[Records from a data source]
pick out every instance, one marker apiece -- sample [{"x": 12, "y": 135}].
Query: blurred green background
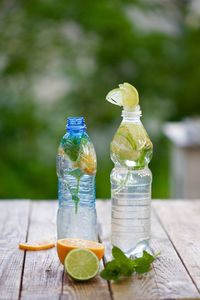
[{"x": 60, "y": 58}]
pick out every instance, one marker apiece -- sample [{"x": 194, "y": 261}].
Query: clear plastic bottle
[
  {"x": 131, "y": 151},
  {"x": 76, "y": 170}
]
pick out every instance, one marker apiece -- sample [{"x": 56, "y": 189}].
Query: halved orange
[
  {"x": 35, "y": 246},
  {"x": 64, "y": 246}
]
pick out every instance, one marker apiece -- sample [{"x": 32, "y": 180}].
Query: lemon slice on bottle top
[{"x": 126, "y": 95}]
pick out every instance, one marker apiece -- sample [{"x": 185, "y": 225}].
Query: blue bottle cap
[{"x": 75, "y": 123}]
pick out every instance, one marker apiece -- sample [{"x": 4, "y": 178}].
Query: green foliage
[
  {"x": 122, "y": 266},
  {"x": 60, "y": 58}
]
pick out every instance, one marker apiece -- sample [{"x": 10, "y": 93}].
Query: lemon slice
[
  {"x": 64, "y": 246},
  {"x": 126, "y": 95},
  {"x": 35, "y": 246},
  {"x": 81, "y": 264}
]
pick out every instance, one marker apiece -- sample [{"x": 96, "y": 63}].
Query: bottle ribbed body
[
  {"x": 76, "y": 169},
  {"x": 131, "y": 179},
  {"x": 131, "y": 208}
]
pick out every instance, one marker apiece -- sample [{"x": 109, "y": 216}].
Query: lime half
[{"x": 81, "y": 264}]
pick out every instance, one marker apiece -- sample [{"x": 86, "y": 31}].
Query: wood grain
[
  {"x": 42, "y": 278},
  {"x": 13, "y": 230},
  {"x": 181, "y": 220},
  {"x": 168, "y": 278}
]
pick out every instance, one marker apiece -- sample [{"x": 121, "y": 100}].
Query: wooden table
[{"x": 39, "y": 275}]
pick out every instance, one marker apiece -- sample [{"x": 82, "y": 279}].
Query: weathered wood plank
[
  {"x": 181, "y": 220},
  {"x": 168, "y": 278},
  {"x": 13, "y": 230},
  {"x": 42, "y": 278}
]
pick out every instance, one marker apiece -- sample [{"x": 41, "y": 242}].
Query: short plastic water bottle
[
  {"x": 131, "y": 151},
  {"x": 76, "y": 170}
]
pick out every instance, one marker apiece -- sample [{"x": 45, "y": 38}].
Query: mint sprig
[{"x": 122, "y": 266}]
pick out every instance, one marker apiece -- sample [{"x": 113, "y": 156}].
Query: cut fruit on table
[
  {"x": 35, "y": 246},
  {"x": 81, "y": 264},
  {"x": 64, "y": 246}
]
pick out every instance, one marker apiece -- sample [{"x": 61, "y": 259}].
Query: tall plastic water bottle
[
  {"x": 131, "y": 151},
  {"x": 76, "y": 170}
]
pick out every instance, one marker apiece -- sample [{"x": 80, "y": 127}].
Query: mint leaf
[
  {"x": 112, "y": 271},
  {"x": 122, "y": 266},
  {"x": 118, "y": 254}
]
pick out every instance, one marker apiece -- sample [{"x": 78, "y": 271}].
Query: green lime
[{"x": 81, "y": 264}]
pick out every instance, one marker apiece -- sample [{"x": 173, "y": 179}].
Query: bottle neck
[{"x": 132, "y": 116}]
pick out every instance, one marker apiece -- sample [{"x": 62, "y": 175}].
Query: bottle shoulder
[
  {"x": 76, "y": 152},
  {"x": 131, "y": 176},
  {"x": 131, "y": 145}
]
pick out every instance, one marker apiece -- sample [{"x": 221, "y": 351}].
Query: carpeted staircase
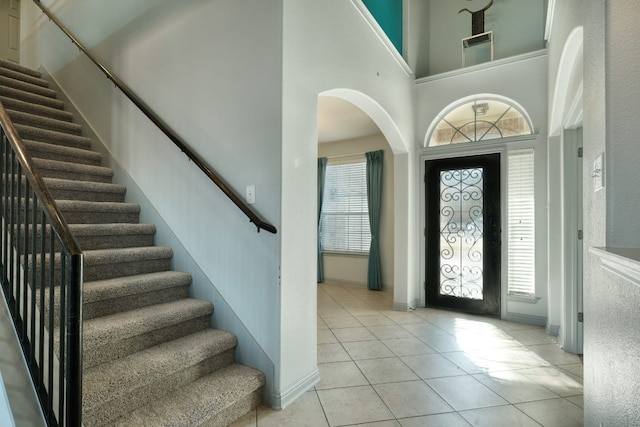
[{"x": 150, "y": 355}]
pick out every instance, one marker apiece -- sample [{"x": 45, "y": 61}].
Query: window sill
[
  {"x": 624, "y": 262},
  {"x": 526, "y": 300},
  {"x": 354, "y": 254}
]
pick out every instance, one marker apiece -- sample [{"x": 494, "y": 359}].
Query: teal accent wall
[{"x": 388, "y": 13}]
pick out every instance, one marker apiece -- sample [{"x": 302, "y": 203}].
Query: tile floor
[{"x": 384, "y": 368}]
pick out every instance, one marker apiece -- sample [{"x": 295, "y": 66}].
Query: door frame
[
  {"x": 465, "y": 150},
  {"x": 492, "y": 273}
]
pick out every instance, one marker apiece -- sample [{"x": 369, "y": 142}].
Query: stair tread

WORK REQUIRED = If the data includes images, skip them and copy every line exactly.

RESULT =
pick out every instance, one marker apiece -- sample [{"x": 12, "y": 135}].
Query: blurred green background
[{"x": 60, "y": 58}]
pick out every instance, one marker apiece -- sample [{"x": 194, "y": 261}].
Query: clear plastic bottle
[
  {"x": 131, "y": 151},
  {"x": 76, "y": 170}
]
pick out every instance, one marker apiece -- sample [{"x": 56, "y": 189}].
Query: halved orange
[
  {"x": 35, "y": 246},
  {"x": 64, "y": 246}
]
pick out every instance, one marker apiece -- sample [{"x": 32, "y": 180}].
Query: lemon slice on bottle top
[{"x": 126, "y": 95}]
pick out every instance, one marker apiece -- sample [{"x": 185, "y": 225}].
Query: blue bottle cap
[{"x": 75, "y": 123}]
pick out every instance, one marker apiece -- sample [{"x": 4, "y": 178}].
Query: green foliage
[
  {"x": 122, "y": 266},
  {"x": 60, "y": 58}
]
pick out every instance, one marker apiece -- sample [{"x": 10, "y": 93}].
Query: lemon slice
[
  {"x": 64, "y": 246},
  {"x": 126, "y": 95},
  {"x": 35, "y": 246},
  {"x": 81, "y": 264}
]
pick out every instance, one marker apiece -- sample [{"x": 96, "y": 63}].
Query: bottle ribbed body
[
  {"x": 76, "y": 169},
  {"x": 131, "y": 179},
  {"x": 131, "y": 208}
]
pick out every instance, one marker apiece -- sample [{"x": 109, "y": 216}].
Query: lime half
[{"x": 81, "y": 264}]
pick out every instance, one marker apiece -- sample [{"x": 86, "y": 31}].
Query: wood grain
[
  {"x": 42, "y": 278},
  {"x": 13, "y": 230},
  {"x": 181, "y": 220},
  {"x": 168, "y": 278}
]
pick out every instance, one marker apiece -- sample [{"x": 121, "y": 100}].
Query: wooden table
[{"x": 39, "y": 275}]
pick out every instance, one marker apiece -- sample [{"x": 82, "y": 279}].
Query: weathered wood plank
[
  {"x": 181, "y": 220},
  {"x": 168, "y": 278},
  {"x": 13, "y": 230},
  {"x": 42, "y": 278}
]
pick out every instance, one marker apiece -- sample [{"x": 41, "y": 242}].
Query: short plastic water bottle
[
  {"x": 131, "y": 151},
  {"x": 76, "y": 170}
]
pick out every instance, one marker apiece -- sample [{"x": 45, "y": 38}].
Query: mint sprig
[{"x": 122, "y": 266}]
pick out every instance, one marker apiece -- sample [{"x": 113, "y": 156}].
Query: cut fruit on table
[
  {"x": 35, "y": 246},
  {"x": 81, "y": 264},
  {"x": 64, "y": 246}
]
pick out every instance, one marker apiece -- sample [{"x": 61, "y": 259}].
Query: tall plastic water bottle
[
  {"x": 131, "y": 151},
  {"x": 76, "y": 170}
]
pick out every instance, one marker apiece -- sample [{"x": 80, "y": 127}].
Query: mint leaf
[
  {"x": 112, "y": 271},
  {"x": 122, "y": 266},
  {"x": 118, "y": 254}
]
pick out every instance, one marker apiece -- sample [{"x": 78, "y": 271}].
Query: green lime
[{"x": 81, "y": 264}]
pick out every instance, one marker apiece -- sample [{"x": 173, "y": 179}].
Query: bottle neck
[{"x": 132, "y": 116}]
pick out every instance, one marker apiece -- sample [{"x": 62, "y": 175}].
Query: bottle shoulder
[
  {"x": 76, "y": 152},
  {"x": 131, "y": 176},
  {"x": 131, "y": 145}
]
pick out every instance, one marker apiece -- sample [{"x": 221, "y": 351}].
Query: carpeted staircase
[{"x": 150, "y": 355}]
pick out every instance, one marker apiece -- sample [{"x": 45, "y": 61}].
Query: window sill
[
  {"x": 624, "y": 262},
  {"x": 526, "y": 300},
  {"x": 354, "y": 254}
]
pick out every instance, one marker apiece -- sample [{"x": 494, "y": 359}].
Query: teal accent wall
[{"x": 388, "y": 13}]
pick out every instance, one marker apiece -- sample [{"x": 302, "y": 203}].
Query: tile floor
[{"x": 384, "y": 368}]
pick out every instance, one marker apiece -- sample [{"x": 295, "y": 66}].
Query: door frame
[
  {"x": 465, "y": 150},
  {"x": 492, "y": 273}
]
pick out every instance, one marker apiece -- sample [{"x": 369, "y": 142}].
Query: stair tread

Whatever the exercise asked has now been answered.